::: RECORDS :::

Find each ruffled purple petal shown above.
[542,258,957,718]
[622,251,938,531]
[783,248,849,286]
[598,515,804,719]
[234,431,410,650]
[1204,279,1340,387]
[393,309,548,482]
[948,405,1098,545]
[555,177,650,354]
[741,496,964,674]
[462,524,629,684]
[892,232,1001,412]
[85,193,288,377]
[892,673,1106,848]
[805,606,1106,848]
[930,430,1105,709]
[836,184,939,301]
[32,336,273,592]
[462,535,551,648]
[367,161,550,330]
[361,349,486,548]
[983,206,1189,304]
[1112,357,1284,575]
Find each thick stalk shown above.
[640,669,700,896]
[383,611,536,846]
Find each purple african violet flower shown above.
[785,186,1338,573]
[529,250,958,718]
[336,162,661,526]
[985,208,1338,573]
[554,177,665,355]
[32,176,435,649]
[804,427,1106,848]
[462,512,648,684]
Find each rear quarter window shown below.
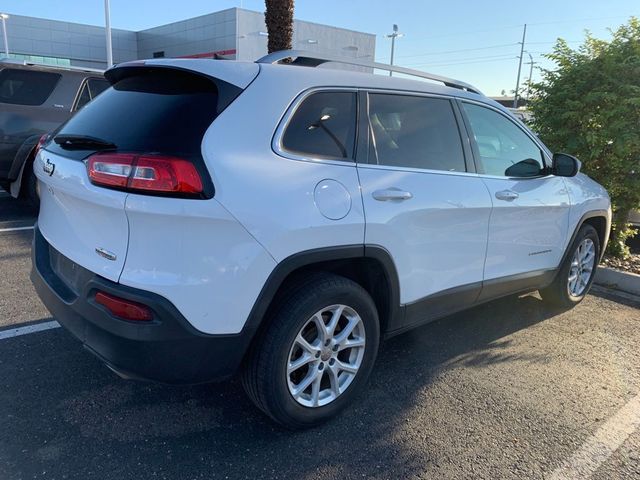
[52,69,228,158]
[281,92,357,160]
[0,68,61,106]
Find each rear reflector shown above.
[96,292,153,322]
[87,153,203,195]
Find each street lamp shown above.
[387,23,404,77]
[104,0,113,68]
[0,13,9,58]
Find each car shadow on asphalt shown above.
[0,295,558,479]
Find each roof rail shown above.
[0,57,104,73]
[256,50,482,95]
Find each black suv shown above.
[0,60,109,206]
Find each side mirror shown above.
[551,153,582,177]
[504,158,541,177]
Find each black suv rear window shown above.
[53,69,226,157]
[0,68,60,105]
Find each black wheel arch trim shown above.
[7,134,41,182]
[242,244,403,338]
[558,210,611,270]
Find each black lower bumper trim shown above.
[31,225,252,384]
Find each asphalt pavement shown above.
[0,195,640,480]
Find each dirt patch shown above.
[602,253,640,275]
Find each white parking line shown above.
[0,320,60,340]
[547,395,640,480]
[0,225,34,233]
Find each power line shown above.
[404,53,517,67]
[404,55,518,68]
[398,42,519,58]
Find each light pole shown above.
[104,0,113,68]
[387,23,404,77]
[0,13,9,58]
[527,52,538,104]
[513,23,527,108]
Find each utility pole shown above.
[526,52,538,103]
[513,23,527,108]
[0,13,9,58]
[387,23,404,77]
[104,0,113,68]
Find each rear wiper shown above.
[53,134,118,150]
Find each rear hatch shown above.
[34,60,258,281]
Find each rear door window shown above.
[369,93,466,172]
[0,68,60,105]
[281,92,357,160]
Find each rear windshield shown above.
[0,68,60,105]
[48,69,225,158]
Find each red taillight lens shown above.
[87,153,203,195]
[96,292,153,322]
[35,133,49,155]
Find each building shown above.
[0,8,375,68]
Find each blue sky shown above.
[0,0,640,95]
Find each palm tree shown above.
[264,0,294,53]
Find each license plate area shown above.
[49,245,87,296]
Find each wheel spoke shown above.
[338,338,364,352]
[292,370,318,398]
[327,366,341,397]
[313,313,331,344]
[311,370,324,407]
[336,360,358,374]
[335,317,360,343]
[327,305,344,337]
[287,352,315,373]
[296,332,320,355]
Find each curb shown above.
[593,266,640,295]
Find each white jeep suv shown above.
[32,51,611,428]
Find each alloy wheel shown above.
[567,238,596,297]
[287,305,366,408]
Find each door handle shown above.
[496,190,520,202]
[371,187,413,202]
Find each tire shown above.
[540,224,600,308]
[242,273,380,429]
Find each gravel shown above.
[602,253,640,275]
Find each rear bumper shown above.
[31,225,251,384]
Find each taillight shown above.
[34,133,49,158]
[96,292,153,322]
[87,153,203,195]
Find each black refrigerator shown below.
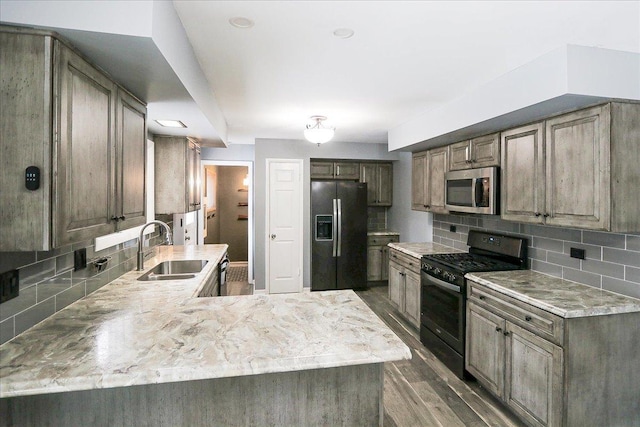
[311,181,367,291]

:::

STATED GOAL: Recast the rows above as a two-column CSV with the columns "label_text" and "boxes", one line per row, putting each row's text and its answer in a single quoted field apiece with line breaks turned into spaces. Cover every row and leave the pictures out.

CORRECT RESPONSE:
label_text,boxes
"Find each ruffled purple petal shown above.","[542,258,957,718] [622,251,938,531] [783,248,849,286] [598,515,804,719] [234,431,410,650] [1204,279,1340,387] [393,309,548,482] [948,405,1098,545] [555,177,650,354] [741,496,964,674] [462,524,629,684] [892,232,1001,412] [85,193,288,377] [892,673,1106,848] [805,606,1106,848] [930,430,1105,709] [836,184,939,301] [32,336,273,592] [462,535,551,648] [367,161,550,330] [361,349,486,548] [983,206,1189,304] [1112,357,1284,575]"
"Find each thick stalk shown above.","[640,669,700,896] [383,611,536,846]"
"Find each purple african violet flower shown above.","[785,186,1338,573] [529,250,958,718] [336,162,661,526] [985,208,1338,573] [554,177,665,355] [32,176,435,649] [804,427,1106,848] [462,512,648,684]"
"Find each rear quarter window shown below.","[52,69,228,158] [281,92,357,160] [0,68,61,106]"
"Find each rear reflector shown above.","[96,292,153,322] [87,153,203,195]"
"Find each street lamp shown above.","[387,23,404,77] [104,0,113,68] [0,13,9,58]"
"Find each car shadow on asphalt shown above.","[0,295,558,479]"
"Find each roof rail shown above.","[0,57,104,73] [256,50,482,95]"
"Find each black suv shown above.","[0,60,109,206]"
"Find each side mirror shown above.","[551,153,582,177] [504,158,541,177]"
"Find each black suv rear window shown above.","[53,69,226,157] [0,68,60,105]"
"Find each black wheel arch trim shown above.","[7,134,41,182] [242,244,403,338] [558,210,611,270]"
"Find each black lower bumper trim shown above.","[31,225,252,384]"
"Find each asphalt pavement shown above.","[0,195,640,480]"
"Find each dirt patch shown above.","[602,253,640,275]"
"Find each white parking line shown above.","[0,320,60,340] [547,395,640,480] [0,225,34,233]"
"Find each power line shown above.","[404,53,517,67] [404,55,518,68] [398,42,519,58]"
"Find each light pole shown above.","[104,0,113,68] [387,23,404,77] [0,13,9,58] [527,52,538,104] [513,23,527,108]"
"Find each utility pole shown above.","[526,52,538,103] [513,23,527,108] [0,13,9,58] [387,23,404,77] [104,0,113,68]"
"Find each rear wiper shown above.","[53,134,118,150]"
"Find each rear hatch shown above.","[34,60,258,281]"
"Find each rear door window shown above.","[369,93,466,172] [0,68,60,105] [281,92,357,160]"
"Find each rear windshield shown above.","[0,68,60,105] [48,69,225,158]"
"Find each red taillight lens shown above.","[87,153,203,195] [96,292,153,322] [35,133,49,155]"
"Find each building shown above.","[0,8,375,68]"
"Find each blue sky shown above.","[0,0,640,95]"
"Find each palm tree shown above.","[264,0,294,53]"
"Find each license plate area shown above.","[49,245,87,296]"
"Find each wheel spoke shown above.","[338,338,364,352] [292,370,318,398] [327,366,341,397] [313,313,331,344] [311,370,324,407] [336,360,358,374] [335,317,360,343] [327,305,344,337] [287,352,315,373] [296,332,320,355]"
"Find each curb shown above.","[593,266,640,295]"
"Find each white jeep suv shown above.","[32,51,611,428]"
"Find each alloy wheel shown above.","[567,238,596,297] [287,305,366,408]"
"Find each door handle shown above.","[496,190,520,202] [371,187,413,202]"
"Find each tire shown above.","[540,224,600,308] [242,273,380,429]"
"Find each gravel shown above.","[602,253,640,275]"
"Find each rear bumper shown above.","[31,225,251,384]"
"Find each taillight shown above.","[34,133,49,158] [96,292,153,322] [87,153,203,195]"
"Find each black refrigerator shown below.","[311,181,367,291]"